-- Start Entries supplied --

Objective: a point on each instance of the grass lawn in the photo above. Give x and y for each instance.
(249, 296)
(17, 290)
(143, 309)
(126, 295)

-- End Entries supplied --

Written request: Rewrite the listing above as a two-column CSV with the header instruction,points. Give each objective its own row, with the objective's text under instruction and all of its coordinates under points. Quote every field and replace any line breaks with spaces.

Solution to the exercise:
instruction,points
"Objective: a point on each instance of the grass lawn in the photo above. Give x and y for each instance.","(249, 296) (17, 290) (143, 309) (126, 295)"